◆ Instructions to follow ◆
Could every line of the data be copied out once more, exactly?

(Records from a collection)
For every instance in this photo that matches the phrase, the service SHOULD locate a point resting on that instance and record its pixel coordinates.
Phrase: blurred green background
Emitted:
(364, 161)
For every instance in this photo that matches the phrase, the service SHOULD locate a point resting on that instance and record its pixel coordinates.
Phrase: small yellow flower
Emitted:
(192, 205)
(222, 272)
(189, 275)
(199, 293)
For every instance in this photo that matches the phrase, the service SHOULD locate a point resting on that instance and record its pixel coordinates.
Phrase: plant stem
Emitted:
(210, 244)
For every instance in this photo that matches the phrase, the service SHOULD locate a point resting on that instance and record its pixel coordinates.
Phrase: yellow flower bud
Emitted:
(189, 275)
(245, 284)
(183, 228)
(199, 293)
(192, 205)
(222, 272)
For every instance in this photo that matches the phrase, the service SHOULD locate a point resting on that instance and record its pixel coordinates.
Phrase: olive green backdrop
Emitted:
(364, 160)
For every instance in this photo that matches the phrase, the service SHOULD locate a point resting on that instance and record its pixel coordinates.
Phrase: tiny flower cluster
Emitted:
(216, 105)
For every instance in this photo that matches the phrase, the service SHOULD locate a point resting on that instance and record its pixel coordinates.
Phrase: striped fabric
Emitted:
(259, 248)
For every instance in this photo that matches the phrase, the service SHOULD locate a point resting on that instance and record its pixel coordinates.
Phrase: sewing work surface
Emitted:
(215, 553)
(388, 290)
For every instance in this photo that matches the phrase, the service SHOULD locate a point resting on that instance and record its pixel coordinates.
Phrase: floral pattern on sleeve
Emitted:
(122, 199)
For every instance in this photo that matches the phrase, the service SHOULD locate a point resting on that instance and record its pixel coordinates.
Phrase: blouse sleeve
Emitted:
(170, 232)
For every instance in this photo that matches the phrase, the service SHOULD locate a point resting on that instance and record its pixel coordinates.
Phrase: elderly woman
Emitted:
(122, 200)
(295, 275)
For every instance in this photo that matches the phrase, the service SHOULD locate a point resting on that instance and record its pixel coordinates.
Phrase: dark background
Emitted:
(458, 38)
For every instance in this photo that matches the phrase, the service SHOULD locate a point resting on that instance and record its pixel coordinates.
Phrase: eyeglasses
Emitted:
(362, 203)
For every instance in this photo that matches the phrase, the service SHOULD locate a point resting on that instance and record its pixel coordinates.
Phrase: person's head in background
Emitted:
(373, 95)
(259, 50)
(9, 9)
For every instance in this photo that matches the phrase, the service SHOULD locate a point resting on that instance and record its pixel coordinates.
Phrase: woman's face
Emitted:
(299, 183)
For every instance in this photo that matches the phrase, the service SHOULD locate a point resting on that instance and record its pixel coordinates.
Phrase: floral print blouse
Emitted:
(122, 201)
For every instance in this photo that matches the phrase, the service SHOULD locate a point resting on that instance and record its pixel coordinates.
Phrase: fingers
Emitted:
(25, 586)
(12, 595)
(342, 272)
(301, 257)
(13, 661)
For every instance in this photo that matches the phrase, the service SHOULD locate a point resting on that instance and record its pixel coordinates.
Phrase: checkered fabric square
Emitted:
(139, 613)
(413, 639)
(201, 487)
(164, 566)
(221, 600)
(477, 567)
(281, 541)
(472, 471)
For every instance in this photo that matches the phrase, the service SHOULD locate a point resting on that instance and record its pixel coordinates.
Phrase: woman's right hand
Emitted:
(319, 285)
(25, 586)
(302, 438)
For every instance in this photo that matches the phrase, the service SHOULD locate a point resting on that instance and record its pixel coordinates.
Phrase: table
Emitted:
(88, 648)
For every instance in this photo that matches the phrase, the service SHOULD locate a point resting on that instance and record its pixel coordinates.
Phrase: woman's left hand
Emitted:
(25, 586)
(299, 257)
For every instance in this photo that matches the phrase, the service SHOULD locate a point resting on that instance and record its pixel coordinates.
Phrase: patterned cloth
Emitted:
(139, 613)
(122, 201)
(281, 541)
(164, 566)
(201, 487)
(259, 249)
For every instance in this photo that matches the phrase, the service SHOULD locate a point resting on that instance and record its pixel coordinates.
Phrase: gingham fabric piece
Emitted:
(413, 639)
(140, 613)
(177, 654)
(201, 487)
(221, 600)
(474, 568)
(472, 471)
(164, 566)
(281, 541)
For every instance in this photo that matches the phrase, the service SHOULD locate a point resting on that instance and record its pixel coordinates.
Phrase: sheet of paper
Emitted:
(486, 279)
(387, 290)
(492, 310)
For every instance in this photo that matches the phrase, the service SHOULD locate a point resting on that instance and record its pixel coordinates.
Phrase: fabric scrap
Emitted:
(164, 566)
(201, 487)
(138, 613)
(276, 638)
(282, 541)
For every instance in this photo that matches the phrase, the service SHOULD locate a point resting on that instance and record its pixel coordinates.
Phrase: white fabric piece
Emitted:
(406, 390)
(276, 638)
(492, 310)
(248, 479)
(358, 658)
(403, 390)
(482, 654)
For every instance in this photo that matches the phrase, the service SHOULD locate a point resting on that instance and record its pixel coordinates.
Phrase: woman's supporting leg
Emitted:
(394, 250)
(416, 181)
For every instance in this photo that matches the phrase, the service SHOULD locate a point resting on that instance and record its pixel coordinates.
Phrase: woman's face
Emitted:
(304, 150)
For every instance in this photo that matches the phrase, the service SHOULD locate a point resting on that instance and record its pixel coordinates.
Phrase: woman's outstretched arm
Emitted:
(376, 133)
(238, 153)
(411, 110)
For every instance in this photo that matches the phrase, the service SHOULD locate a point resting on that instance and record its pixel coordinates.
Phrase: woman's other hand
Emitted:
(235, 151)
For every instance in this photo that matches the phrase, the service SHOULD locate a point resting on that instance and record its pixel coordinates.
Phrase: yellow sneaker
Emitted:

◆ Output for this exercise ◆
For every instance in this photo that matches the phrase, the service SHOULD locate a point resting on that instance and record its pixel coordinates.
Phrase: blurred green background
Emitted:
(364, 161)
For every instance in this photo that matches the phrase, the service SHOULD locate a point resting on that instance and record its pixel coordinates.
Phrase: small yellow flower
Emitted:
(192, 205)
(222, 272)
(189, 275)
(199, 293)
For every instance in this photo that matches the phrase, the service SHOULD locate a point resting on that instance and record its pixel coordinates.
Phrase: plant stem
Emitted:
(210, 244)
For every instance in this photo that matches the phrase, the service SHOULD locate a point resting on that instance and record its pixel coordinates.
Phrase: yellow flower bud
Emitted:
(189, 275)
(245, 284)
(183, 228)
(199, 293)
(192, 205)
(222, 272)
For every instance in this photo that matches the phrase, the service SHOULD locate a point resting on that instance and record its pixel coordinates.
Phrase: olive green backdrop
Emitted:
(364, 160)
For every instance in this photo that matches the phrase, the service SHOULD locate a point resting on that instance and record its pixel coordinates.
Phrase: tiny flower cluster
Emitted:
(216, 105)
For every instance in this photo that matches the phrase, the service SHOULD locate a point resting on that instance and record its pixel coordinates.
Phrase: striped fabric
Emitted:
(259, 248)
For every instance in this photo that matches the phrase, the service SHOULD locate a point resting on that instance and record its pixel coordinates.
Phrase: sewing work surface
Emitted:
(215, 553)
(388, 290)
For every instance in this photo that matches the phrase, the service SHOULD locate a point resting on that instance and record its pixel coordinates.
Phrase: floral pattern on sleeve
Emitted:
(122, 199)
For every instance in this photo that matches the phrase, the service SHOULD locate a point resting on that instance and record its pixel coordinates.
Phrase: blouse sleeve
Emitted:
(170, 232)
For every instance in this photo that matches the phrase, the service SHOULD locate a point resting on that instance and record its pixel coordinates.
Phrase: elderly woman
Emitted:
(122, 200)
(295, 275)
For every instance in this photo that matches the phrase, the service SHOULD locate a point resting on that instance and record its pixel coordinates.
Phrase: dark background
Emitted:
(458, 38)
For every instance in this photo that matches the phrase, the service SHOULD locate a point resting on that instance and record its pixel coordinates.
Phrase: eyeglasses
Emitted:
(362, 203)
For every instance in this photo that matches the phrase, the service SHOULD locate a point resting on that instance and record its pixel coordinates.
Phrase: person's head in background
Emitted:
(373, 95)
(259, 50)
(9, 9)
For every instance in this photo that matches the phrase, the service SHOULD locate a point resting on that instance and record its pixel coordinates.
Phrase: woman's face
Emitted:
(299, 183)
For every instance in this photo that matches the phrase, the service SHOULD locate a point resting on that instance and record its pixel coordinates.
Phrase: floral print blouse
Emitted:
(122, 201)
For every instance in this photo that matches the phrase, the service SHOULD locate a point resting on that instance and record its pixel coordinates.
Phrase: fingers
Emitted:
(25, 586)
(12, 595)
(342, 272)
(301, 257)
(13, 661)
For every instance in this photo that matches the phrase, the service SHOULD locate a point resting on that instance and record its pixel coordinates.
Phrase: checkered fabric square
Emitted:
(139, 613)
(413, 639)
(201, 487)
(164, 566)
(221, 600)
(477, 567)
(281, 541)
(472, 471)
For every instance in this photo that matches the phrase, the service SHOULD locate a point resting on that instance and record its pixel coordinates.
Phrase: woman's right hand
Emitted:
(319, 285)
(25, 586)
(302, 438)
For every instance in this photo that matches the phrase, the service SHOULD locate a point resting on that instance and record its pixel coordinates.
Phrase: table
Emitted:
(88, 648)
For every instance in this photo that matches the phrase, the service SHOULD locate a point resting on that instance and record its pixel coordinates.
Phrase: woman's left hand
Emitted:
(25, 586)
(299, 257)
For every instance in this photo that matches the phrase, the service SHOULD locate a point resting on that instance and record its pixel coordinates.
Phrase: patterned cloth
Emitted:
(139, 613)
(122, 201)
(281, 541)
(164, 566)
(201, 487)
(259, 249)
For every instance in this photo that matches the phrase, the service SHOULD locate a point resting on that instance and record its pixel coordinates.
Phrase: gingham fabric piece
Emitted:
(413, 639)
(140, 613)
(177, 654)
(201, 487)
(221, 600)
(474, 568)
(472, 471)
(164, 566)
(281, 541)
For every instance in this photo that matches the phrase, the service SHOULD locate a point resting on that instance and record its pixel coordinates.
Phrase: sheet of paper
Emitted:
(486, 279)
(387, 290)
(492, 310)
For every instance in this photo that matches the phrase, the service SHOULD locate a point resting on that instance and record its pixel coordinates.
Phrase: fabric scrap
Emitted:
(164, 566)
(201, 487)
(138, 613)
(276, 638)
(282, 541)
For every instance in this photo that matches the phrase, the service SHOULD locate a point resting on that instance and record its pixel coordinates.
Phrase: white fabric piece
Emitted:
(406, 390)
(276, 638)
(492, 310)
(248, 479)
(358, 658)
(403, 390)
(482, 654)
For every instance in this photo that matches the phrase, the service SHOULD locate a point resting on that instance and record its pixel coordinates.
Phrase: woman's supporting leg
Emitted:
(394, 250)
(416, 181)
For every instance in this photo that matches the phrase, the service SHOULD locate a point resting on that instance and record its pixel coordinates.
Phrase: woman's face
Emitted:
(304, 150)
For every instance in this photo that matches the phrase, the service SHOULD locate a point resting on that instance and record its pixel coordinates.
Phrase: woman's outstretched arm
Emitted:
(376, 133)
(238, 153)
(411, 110)
For every instance in this photo that matches the phrase, the service SHOULD locate a point resting on that instance and record its pixel coordinates.
Phrase: woman's other hand
Emitted:
(235, 151)
For every instance in this photo that matches the phrase, the service SHOULD locate a point resting on that instance and record its pixel coordinates.
Phrase: yellow sneaker
Emitted:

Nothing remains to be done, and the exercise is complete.